== Supplied data
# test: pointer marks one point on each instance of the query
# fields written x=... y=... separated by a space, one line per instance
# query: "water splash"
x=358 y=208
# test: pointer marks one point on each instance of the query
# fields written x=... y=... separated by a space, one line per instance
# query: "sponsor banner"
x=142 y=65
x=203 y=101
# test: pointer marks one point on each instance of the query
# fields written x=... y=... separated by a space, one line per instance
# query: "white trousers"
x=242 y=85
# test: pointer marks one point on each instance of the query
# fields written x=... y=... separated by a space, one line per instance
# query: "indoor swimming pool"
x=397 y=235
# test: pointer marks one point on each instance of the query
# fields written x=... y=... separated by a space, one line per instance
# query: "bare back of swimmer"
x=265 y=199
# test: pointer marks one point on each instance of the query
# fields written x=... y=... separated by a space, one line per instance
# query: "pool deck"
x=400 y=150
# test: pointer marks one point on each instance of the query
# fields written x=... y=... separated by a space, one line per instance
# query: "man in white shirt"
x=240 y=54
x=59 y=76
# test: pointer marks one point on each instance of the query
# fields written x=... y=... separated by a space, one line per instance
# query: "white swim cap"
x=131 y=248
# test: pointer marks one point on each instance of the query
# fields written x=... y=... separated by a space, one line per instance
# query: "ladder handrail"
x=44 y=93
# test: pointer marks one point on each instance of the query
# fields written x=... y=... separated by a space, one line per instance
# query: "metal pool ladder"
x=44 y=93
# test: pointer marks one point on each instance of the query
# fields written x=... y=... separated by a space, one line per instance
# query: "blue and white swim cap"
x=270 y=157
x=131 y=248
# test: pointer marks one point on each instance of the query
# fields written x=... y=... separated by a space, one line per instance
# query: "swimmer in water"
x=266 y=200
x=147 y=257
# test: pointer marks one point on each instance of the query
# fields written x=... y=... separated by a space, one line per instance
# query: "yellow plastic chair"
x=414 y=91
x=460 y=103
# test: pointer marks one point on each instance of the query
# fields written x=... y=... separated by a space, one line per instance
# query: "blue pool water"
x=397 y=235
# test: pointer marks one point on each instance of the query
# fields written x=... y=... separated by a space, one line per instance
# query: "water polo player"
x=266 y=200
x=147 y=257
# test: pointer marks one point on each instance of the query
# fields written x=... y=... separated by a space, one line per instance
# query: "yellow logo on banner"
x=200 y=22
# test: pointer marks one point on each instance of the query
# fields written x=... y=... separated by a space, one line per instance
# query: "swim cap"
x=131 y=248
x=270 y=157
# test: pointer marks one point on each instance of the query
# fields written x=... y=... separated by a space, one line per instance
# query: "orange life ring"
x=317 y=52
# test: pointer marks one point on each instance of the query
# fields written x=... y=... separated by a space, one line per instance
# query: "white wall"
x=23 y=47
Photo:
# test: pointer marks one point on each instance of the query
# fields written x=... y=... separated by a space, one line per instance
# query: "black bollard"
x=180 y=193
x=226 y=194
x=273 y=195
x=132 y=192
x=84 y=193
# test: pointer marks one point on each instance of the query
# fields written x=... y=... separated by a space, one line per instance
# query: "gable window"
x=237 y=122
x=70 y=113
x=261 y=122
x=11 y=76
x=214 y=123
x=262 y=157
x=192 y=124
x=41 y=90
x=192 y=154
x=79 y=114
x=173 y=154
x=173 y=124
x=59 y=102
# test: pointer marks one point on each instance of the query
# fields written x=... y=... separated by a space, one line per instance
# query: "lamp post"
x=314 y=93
====
Task statement:
From the records above, extract every entry exactly as given.

Result:
# test: pointer marks one point on each instance of the query
# fields written x=... y=... separated by a space, one line per instance
# query: "water splash"
x=358 y=208
# test: pointer marks one point on each instance of the query
# fields written x=... y=... separated by a space, one line per instance
# query: "sponsor banner"
x=142 y=65
x=203 y=101
# test: pointer marks one point on each instance of the query
# fields written x=... y=... separated by a space, one line per instance
# query: "white trousers"
x=242 y=85
# test: pointer marks one point on each instance of the query
# fields written x=... y=... separated by a space, one line per instance
# query: "indoor swimming pool"
x=397 y=235
# test: pointer marks one point on each instance of the query
# fields written x=... y=... separated by a space, one line per instance
# query: "bare back of swimmer"
x=265 y=199
# test: pointer marks one point on each instance of the query
# fields written x=... y=... separated by a space, one line per instance
# query: "pool deck"
x=400 y=150
# test: pointer marks one point on each instance of the query
# fields written x=... y=... separated by a space, one line per instance
# query: "man in white shirt"
x=240 y=54
x=59 y=76
# test: pointer marks one point on each instance of the query
# fields written x=... y=... separated by a space, one line per instance
# query: "white swim cap"
x=131 y=248
# test: pointer marks one point on each instance of the query
# fields written x=... y=... separated by a space, one line per instance
# query: "ladder handrail"
x=44 y=93
# test: pointer marks one point on each instance of the query
# fields written x=... y=... separated by a space, one line per instance
# query: "metal pool ladder"
x=44 y=93
# test: pointer marks one point on each instance of the query
# fields written x=... y=... separated by a space, one line per instance
# query: "blue and white swim cap"
x=270 y=157
x=131 y=248
# test: pointer marks one point on each instance of the query
# fields written x=... y=... separated by a space, one line per instance
# query: "swimmer in water"
x=266 y=200
x=147 y=257
# test: pointer marks one point on each instance of the query
# fields written x=... y=... separated by a space, one line per instance
# query: "yellow plastic chair"
x=414 y=91
x=460 y=103
# test: pointer marks one point on each instance of the query
# fields written x=... y=... separated by a space, one line per instance
# query: "blue pool water"
x=397 y=235
# test: pointer marks one point on each instance of the query
# fields written x=... y=... separated by a space, one line per instance
# query: "water polo player"
x=266 y=200
x=147 y=257
# test: pointer marks one point on each instance of the query
# fields written x=... y=... separated by a space, one line per instance
# query: "yellow logo on banner"
x=200 y=22
# test: pointer marks one point on each instance of the query
# fields written x=... y=... separated by a space, one line per instance
# query: "swim cap"
x=131 y=248
x=270 y=157
# test: pointer marks one point on each instance of the query
# fields written x=... y=... separated by a space, one line per instance
# query: "orange life ring"
x=317 y=52
# test: pointer marks one point on each instance of the query
# fields written x=... y=... separated by a space, one line per instance
# query: "white wall"
x=23 y=47
Photo:
# test: pointer marks one point on each instance of the query
# fields written x=... y=... separated by a space, one line per instance
# query: "black bollard"
x=180 y=193
x=226 y=194
x=273 y=195
x=132 y=192
x=84 y=193
# test: pointer marks one point on each instance of the query
# fields written x=... y=... separated by a space, one line per instance
# query: "gable window"
x=237 y=122
x=70 y=113
x=261 y=122
x=11 y=76
x=214 y=123
x=262 y=157
x=192 y=124
x=41 y=90
x=192 y=154
x=79 y=114
x=173 y=154
x=173 y=124
x=59 y=102
# test: pointer marks one point on each instance of the query
# fields written x=... y=... separated by a space, one line per instance
# query: "lamp post"
x=314 y=93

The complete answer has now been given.